The episode’s structure and plot are very solid and fundamental, presenting a simple chain of events tugged along by the character motivation. After the cold open sees Dev weighing the pros and cons of settling down and having kids, he and his friend Arnold (Eric Wareheim) go to a birthday party for the infant of one his other friends, Kyle (David Charles Ebert). From his experiences with Kyle and and his friends’ kids, Dev initially believes that settling down would be great. The rest of the episode is, in short, dedicated to convincing Dev he’s wrong. The script also makes use of fantasy-like dream sequences to illustrate Dev’s shifting opinions on parenthood as he totes around his friend’s kids, resulting in a crash course in dealing with children in public. The script is simple, easy to follow, and it works.
Much like Ansari’s fighting style, the show pulls no punches
Many of the themes of the show are the same themes that Ansari has explored previously in his standup acts, so fans of his standup will experience a sense of déjà vu as Ansari explains his thoughts and feelings to his friends Arnold and Denise (Lena Waithe). Ansari’s acting and delivery has a suspicious similarity to his character Tom Halford from PARKS AND REC, but it doesn’t get in the way of the rest of the episode.

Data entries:
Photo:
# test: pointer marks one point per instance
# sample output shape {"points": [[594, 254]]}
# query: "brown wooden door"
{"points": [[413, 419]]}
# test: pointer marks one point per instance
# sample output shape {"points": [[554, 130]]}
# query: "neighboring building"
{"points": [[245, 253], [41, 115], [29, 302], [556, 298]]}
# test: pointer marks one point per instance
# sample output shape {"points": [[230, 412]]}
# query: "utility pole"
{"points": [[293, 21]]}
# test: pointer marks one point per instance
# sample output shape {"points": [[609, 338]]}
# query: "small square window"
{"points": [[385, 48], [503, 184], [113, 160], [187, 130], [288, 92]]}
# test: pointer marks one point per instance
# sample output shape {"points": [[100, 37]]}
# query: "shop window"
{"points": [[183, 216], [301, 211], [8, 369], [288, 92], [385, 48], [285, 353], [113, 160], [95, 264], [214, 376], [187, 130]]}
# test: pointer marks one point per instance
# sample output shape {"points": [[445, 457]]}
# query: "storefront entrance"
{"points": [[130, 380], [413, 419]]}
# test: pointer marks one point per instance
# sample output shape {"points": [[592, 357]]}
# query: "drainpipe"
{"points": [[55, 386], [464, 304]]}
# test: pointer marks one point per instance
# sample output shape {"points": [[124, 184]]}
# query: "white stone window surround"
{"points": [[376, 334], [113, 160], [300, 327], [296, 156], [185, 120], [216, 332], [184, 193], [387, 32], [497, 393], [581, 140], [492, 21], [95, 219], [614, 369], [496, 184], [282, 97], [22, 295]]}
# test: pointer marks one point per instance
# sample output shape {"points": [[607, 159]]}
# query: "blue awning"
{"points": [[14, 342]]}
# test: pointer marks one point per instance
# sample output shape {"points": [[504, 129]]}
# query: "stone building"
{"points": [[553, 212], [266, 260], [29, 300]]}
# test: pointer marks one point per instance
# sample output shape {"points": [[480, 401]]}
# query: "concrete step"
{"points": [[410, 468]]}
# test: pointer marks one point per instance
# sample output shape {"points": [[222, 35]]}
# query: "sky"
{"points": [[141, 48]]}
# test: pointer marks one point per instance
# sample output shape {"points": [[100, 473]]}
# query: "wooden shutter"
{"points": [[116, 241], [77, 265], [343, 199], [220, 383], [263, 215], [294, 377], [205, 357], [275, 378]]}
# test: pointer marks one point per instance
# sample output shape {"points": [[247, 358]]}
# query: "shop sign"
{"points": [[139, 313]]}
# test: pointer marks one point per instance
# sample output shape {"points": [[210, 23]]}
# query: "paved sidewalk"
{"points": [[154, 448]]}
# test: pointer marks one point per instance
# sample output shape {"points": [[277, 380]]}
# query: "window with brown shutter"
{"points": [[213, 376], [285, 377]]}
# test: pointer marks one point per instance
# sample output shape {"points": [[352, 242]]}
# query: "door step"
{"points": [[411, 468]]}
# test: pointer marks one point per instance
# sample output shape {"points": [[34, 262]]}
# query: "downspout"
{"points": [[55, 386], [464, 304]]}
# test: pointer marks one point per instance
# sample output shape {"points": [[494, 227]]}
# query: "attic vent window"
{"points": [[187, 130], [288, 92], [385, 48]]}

* [Jobs]
(A) From the review excerpt, list every performer the text names in parentheses, along with the character each one plays.
(B) Using the review excerpt, mark each statement yes or no, and quote the words that decide it: (i) The cold open shows Dev weighing the pros and cons of settling down and having kids. (ii) The birthday party Dev attends with Arnold is for Arnold's infant. (iii) The review says Ansari's similarity to his earlier character gets in the way of the episode.
Rely only on the review excerpt for your answers.

* [List of solutions]
(A) Eric Wareheim (Arnold), David Charles Ebert (Kyle), Lena Waithe (Denise)

(B)
(i) Yes: "the cold open sees Dev weighing the pros and cons of settling down and having kids"
(ii) No: "go to a birthday party for the infant of one his other friends, Kyle"
(iii) No: "it doesn’t get in the way of the rest of the episode"